Write out all the entries below without any change.

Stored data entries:
# # # #

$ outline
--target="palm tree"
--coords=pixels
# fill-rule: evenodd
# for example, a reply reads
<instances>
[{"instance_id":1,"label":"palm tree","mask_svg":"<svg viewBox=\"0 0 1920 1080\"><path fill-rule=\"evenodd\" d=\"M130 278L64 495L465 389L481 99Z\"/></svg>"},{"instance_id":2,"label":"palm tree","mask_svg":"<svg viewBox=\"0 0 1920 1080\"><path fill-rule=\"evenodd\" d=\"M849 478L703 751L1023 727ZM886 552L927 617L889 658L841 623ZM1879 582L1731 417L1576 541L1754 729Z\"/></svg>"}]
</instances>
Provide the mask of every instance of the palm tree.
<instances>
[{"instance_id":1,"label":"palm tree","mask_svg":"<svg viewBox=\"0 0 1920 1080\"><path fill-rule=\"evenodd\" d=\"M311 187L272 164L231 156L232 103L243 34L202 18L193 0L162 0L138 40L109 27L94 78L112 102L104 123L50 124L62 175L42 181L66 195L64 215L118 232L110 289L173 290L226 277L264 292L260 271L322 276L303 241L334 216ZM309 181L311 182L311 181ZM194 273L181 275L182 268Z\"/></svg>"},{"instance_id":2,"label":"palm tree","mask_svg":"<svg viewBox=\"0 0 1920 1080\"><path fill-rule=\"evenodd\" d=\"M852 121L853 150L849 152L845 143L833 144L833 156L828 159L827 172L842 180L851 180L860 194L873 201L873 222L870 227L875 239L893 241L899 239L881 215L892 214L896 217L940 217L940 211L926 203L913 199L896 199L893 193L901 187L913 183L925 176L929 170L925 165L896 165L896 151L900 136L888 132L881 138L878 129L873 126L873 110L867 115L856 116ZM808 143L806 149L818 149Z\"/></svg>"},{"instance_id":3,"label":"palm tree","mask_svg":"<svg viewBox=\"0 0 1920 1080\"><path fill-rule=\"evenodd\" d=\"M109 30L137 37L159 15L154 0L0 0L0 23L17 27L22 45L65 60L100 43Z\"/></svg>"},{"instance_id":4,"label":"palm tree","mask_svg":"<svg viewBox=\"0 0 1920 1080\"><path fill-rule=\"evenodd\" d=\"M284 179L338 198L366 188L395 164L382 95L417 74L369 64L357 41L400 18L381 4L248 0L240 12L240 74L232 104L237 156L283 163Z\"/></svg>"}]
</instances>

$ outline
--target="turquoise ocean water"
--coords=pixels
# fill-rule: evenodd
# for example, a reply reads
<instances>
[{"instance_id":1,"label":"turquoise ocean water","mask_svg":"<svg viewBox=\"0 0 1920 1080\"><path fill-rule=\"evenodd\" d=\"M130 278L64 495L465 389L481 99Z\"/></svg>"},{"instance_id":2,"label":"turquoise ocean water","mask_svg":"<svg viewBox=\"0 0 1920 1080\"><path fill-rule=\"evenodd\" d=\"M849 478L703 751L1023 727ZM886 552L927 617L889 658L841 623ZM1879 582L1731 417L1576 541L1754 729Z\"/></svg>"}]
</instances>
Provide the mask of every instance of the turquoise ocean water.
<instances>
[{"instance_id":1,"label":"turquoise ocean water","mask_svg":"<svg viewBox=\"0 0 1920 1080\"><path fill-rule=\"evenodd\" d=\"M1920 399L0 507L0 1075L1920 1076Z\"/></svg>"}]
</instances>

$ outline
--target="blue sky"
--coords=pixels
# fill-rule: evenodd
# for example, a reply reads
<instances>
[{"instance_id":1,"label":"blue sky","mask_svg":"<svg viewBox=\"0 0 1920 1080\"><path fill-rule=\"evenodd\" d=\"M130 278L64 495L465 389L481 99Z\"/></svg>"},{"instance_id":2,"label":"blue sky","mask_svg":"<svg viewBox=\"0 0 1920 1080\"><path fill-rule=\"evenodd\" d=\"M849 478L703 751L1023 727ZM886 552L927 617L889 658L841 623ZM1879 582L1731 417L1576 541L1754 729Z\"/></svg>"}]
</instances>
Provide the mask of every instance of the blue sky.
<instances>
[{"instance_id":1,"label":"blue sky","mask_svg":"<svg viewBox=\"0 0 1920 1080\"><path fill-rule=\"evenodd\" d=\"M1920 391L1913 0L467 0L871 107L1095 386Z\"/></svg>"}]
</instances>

# # # #

**Output for this exercise**
$ outline
--target="palm tree"
--coords=pixels
# fill-rule: evenodd
# for example, a reply reads
<instances>
[{"instance_id":1,"label":"palm tree","mask_svg":"<svg viewBox=\"0 0 1920 1080\"><path fill-rule=\"evenodd\" d=\"M130 278L64 495L465 389L481 99Z\"/></svg>"},{"instance_id":2,"label":"palm tree","mask_svg":"<svg viewBox=\"0 0 1920 1080\"><path fill-rule=\"evenodd\" d=\"M849 478L703 751L1023 727ZM886 552L927 617L889 658L841 623ZM1879 582L1731 417L1576 541L1754 729Z\"/></svg>"}]
</instances>
Provide the mask of every instance of the palm tree.
<instances>
[{"instance_id":1,"label":"palm tree","mask_svg":"<svg viewBox=\"0 0 1920 1080\"><path fill-rule=\"evenodd\" d=\"M311 187L272 164L231 156L232 103L243 34L202 18L193 0L162 0L138 40L109 27L94 78L112 102L104 123L50 124L62 175L42 181L66 195L64 215L118 232L110 289L173 290L226 277L264 292L260 271L322 276L303 241L334 216ZM309 181L311 182L311 181ZM194 273L181 275L182 268Z\"/></svg>"},{"instance_id":2,"label":"palm tree","mask_svg":"<svg viewBox=\"0 0 1920 1080\"><path fill-rule=\"evenodd\" d=\"M852 121L853 150L849 152L845 143L833 144L833 156L828 159L827 172L842 180L851 180L860 194L873 201L873 222L870 227L875 239L893 241L899 239L881 215L892 214L896 217L940 217L940 211L926 203L913 199L896 199L893 193L901 187L913 183L925 176L929 170L925 165L896 165L896 151L900 136L888 132L881 138L878 129L873 126L873 110L867 115L856 116ZM808 143L806 149L818 149Z\"/></svg>"},{"instance_id":3,"label":"palm tree","mask_svg":"<svg viewBox=\"0 0 1920 1080\"><path fill-rule=\"evenodd\" d=\"M109 30L137 37L159 15L154 0L0 0L0 23L17 27L22 45L65 60L100 43Z\"/></svg>"},{"instance_id":4,"label":"palm tree","mask_svg":"<svg viewBox=\"0 0 1920 1080\"><path fill-rule=\"evenodd\" d=\"M284 179L338 198L366 188L395 164L382 95L417 74L369 64L357 41L400 18L381 4L248 0L240 12L240 74L232 104L237 156L283 163Z\"/></svg>"}]
</instances>

$ outline
--target="turquoise ocean water"
--coords=pixels
# fill-rule: evenodd
# for example, a reply reads
<instances>
[{"instance_id":1,"label":"turquoise ocean water","mask_svg":"<svg viewBox=\"0 0 1920 1080\"><path fill-rule=\"evenodd\" d=\"M130 278L64 495L465 389L481 99Z\"/></svg>"},{"instance_id":2,"label":"turquoise ocean water","mask_svg":"<svg viewBox=\"0 0 1920 1080\"><path fill-rule=\"evenodd\" d=\"M849 478L703 751L1023 727ZM886 552L927 617L889 658L841 623ZM1879 582L1731 417L1576 541L1754 729Z\"/></svg>"}]
</instances>
Provide the mask of every instance of the turquoise ocean water.
<instances>
[{"instance_id":1,"label":"turquoise ocean water","mask_svg":"<svg viewBox=\"0 0 1920 1080\"><path fill-rule=\"evenodd\" d=\"M1920 399L0 507L0 1075L1920 1076Z\"/></svg>"}]
</instances>

$ outline
--target="blue sky"
--coords=pixels
# fill-rule: evenodd
# for example, a reply reads
<instances>
[{"instance_id":1,"label":"blue sky","mask_svg":"<svg viewBox=\"0 0 1920 1080\"><path fill-rule=\"evenodd\" d=\"M130 278L64 495L465 389L481 99Z\"/></svg>"},{"instance_id":2,"label":"blue sky","mask_svg":"<svg viewBox=\"0 0 1920 1080\"><path fill-rule=\"evenodd\" d=\"M849 478L703 751L1023 727ZM886 552L927 617L889 658L841 623ZM1879 582L1731 417L1576 541L1754 729Z\"/></svg>"}]
</instances>
Provide the mask of every instance of the blue sky.
<instances>
[{"instance_id":1,"label":"blue sky","mask_svg":"<svg viewBox=\"0 0 1920 1080\"><path fill-rule=\"evenodd\" d=\"M1920 391L1913 0L467 0L871 107L1095 386Z\"/></svg>"}]
</instances>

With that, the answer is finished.